▸ Exercise task: Write out the passage of the electromagnetic conveyor text that opens with the words containing "ELECTROMAGNETIC CONVEYOR SYSTEM" and closes with "as cans, electromagnetically.".

▸ Supplied text:

ELECTROMAGNETIC CONVEYOR SYSTEM
A conveyor system for conveying electrically conductive articles such as aluminum cans. The conveyor system comprises a plurality of coils below the top surface of an electromagnetic conveyor at a junction between an infeed conveyor and a discharge conveyor. The coils propagate electromagnetic flux waves that induce currents in the electrically conductive articles that force the articles to follow a conveying path from the infeed to the discharge conveyor. Dead spots on the electromagnetic conveyor can be eliminated by adjusting the coil drive waveforms.
The invention relates generally to power-driven conveyors and more particularly to conveyors conveying electrically conductive articles, such as cans, electromagnetically.
Conveyors are used to transport articles through manufacturing processes. The transport of empty aluminum beverage cans can be difficult in transitions where the cans are transferred from one conveyor to another. The lightweight cans are prone to tipping at the transitions and to stranding on transfer dead plates. Manual intervention is required to deal with toppled and stranded cans. But manual intervention increases manufacturing costs and risks contamination of the cans. And if not dealt with, the stranding of cans can result in the costly mixing of can batches.

[Rows from a dataset for labeling boxes]
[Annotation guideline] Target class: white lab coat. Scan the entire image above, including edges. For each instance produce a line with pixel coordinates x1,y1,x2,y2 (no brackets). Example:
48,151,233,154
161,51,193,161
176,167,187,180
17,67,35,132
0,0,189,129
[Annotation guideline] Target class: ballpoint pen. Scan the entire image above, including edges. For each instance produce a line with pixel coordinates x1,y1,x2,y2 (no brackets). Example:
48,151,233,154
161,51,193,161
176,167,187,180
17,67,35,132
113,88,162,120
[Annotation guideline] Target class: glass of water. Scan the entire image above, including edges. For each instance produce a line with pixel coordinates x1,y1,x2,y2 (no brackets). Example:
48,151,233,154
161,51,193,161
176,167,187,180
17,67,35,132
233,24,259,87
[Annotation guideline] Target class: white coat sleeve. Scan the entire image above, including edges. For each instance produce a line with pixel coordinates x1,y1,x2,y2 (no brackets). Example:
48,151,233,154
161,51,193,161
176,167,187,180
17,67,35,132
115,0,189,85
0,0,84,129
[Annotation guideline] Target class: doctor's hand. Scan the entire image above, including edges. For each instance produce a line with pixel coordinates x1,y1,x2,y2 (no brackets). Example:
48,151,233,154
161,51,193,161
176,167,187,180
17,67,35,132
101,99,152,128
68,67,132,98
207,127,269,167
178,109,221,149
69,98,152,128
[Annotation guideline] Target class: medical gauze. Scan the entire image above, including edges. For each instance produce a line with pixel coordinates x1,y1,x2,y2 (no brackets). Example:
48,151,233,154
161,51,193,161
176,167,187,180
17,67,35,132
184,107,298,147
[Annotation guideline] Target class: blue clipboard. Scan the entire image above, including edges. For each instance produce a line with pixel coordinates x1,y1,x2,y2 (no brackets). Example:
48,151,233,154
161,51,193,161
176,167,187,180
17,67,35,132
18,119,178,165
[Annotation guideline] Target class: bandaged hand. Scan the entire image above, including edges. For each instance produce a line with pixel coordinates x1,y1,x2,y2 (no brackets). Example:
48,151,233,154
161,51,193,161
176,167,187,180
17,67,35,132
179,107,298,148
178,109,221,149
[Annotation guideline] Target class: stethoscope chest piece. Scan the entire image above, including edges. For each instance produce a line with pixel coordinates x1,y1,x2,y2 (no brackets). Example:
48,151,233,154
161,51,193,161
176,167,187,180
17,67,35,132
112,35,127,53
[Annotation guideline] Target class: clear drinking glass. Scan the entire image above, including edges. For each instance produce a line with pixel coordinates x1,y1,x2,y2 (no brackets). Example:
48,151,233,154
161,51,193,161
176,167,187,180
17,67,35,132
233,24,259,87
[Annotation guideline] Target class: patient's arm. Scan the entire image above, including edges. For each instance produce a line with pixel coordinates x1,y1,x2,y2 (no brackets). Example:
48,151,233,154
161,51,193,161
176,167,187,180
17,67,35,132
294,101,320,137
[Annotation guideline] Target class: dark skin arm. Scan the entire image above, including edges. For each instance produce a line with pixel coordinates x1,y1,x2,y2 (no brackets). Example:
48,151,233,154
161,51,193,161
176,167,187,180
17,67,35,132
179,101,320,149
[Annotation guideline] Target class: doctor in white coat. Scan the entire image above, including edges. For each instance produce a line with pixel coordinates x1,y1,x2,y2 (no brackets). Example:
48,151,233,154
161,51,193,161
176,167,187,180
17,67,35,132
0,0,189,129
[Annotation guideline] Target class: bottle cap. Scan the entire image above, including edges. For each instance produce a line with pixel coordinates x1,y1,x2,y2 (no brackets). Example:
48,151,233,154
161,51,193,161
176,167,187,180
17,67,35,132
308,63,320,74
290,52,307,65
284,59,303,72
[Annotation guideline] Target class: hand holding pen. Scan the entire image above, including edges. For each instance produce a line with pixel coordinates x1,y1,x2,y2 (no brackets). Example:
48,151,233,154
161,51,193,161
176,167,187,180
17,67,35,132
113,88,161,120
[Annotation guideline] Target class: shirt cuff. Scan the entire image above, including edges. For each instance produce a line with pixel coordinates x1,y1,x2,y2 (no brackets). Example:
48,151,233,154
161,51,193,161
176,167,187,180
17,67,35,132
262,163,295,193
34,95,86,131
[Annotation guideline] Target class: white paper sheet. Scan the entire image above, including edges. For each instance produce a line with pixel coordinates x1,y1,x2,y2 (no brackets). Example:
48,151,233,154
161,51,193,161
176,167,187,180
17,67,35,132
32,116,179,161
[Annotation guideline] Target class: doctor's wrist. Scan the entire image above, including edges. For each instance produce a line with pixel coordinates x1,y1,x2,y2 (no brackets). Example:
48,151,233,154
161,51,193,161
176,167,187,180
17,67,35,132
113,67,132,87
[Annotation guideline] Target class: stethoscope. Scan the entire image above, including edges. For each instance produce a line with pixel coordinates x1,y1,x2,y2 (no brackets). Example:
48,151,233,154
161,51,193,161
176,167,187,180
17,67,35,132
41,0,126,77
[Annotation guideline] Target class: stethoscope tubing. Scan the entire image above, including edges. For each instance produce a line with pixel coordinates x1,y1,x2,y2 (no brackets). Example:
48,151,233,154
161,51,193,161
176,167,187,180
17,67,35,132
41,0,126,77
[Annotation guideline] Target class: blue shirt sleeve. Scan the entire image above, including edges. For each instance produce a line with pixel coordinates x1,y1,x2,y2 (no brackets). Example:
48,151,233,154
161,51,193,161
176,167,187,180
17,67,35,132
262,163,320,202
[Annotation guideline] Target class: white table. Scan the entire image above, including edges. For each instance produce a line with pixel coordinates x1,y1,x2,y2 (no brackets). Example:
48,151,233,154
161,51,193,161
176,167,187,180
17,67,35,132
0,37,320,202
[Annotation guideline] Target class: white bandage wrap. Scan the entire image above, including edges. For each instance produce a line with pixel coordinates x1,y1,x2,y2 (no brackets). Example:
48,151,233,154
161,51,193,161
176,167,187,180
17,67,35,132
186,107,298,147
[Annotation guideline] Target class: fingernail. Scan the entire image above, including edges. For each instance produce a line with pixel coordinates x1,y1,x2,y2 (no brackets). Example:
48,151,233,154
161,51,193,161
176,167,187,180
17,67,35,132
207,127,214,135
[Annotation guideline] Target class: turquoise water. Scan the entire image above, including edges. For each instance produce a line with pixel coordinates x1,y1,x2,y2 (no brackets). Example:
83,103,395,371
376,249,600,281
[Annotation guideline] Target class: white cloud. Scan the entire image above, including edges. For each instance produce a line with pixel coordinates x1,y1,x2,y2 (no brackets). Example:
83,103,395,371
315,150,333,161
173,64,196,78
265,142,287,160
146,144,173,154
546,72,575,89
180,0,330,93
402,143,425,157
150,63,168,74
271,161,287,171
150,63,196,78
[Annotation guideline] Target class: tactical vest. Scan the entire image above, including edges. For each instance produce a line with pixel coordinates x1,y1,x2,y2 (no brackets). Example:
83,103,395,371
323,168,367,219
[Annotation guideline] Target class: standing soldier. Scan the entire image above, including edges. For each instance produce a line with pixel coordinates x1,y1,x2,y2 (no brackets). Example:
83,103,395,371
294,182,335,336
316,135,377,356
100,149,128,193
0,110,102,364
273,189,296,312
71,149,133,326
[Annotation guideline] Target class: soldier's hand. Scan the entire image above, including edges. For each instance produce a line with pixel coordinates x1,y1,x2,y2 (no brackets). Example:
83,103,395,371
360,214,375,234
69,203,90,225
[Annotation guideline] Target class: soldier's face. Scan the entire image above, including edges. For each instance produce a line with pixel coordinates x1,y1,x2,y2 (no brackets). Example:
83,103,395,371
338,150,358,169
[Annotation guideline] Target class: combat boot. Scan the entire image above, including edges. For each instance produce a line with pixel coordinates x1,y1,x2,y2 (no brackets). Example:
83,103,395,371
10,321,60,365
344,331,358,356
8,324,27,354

▸ Exercise output:
ELECTROMAGNETIC CONVEYOR SYSTEM
A conveyor system for conveying electrically conductive articles such as aluminum cans. The conveyor system comprises a plurality of coils below the top surface of an electromagnetic conveyor at a junction between an infeed conveyor and a discharge conveyor. The coils propagate electromagnetic flux waves that induce currents in the electrically conductive articles that force the articles to follow a conveying path from the infeed to the discharge conveyor. Dead spots on the electromagnetic conveyor can be eliminated by adjusting the coil drive waveforms.
The invention relates generally to power-driven conveyors and more particularly to conveyors conveying electrically conductive articles, such as cans, electromagnetically.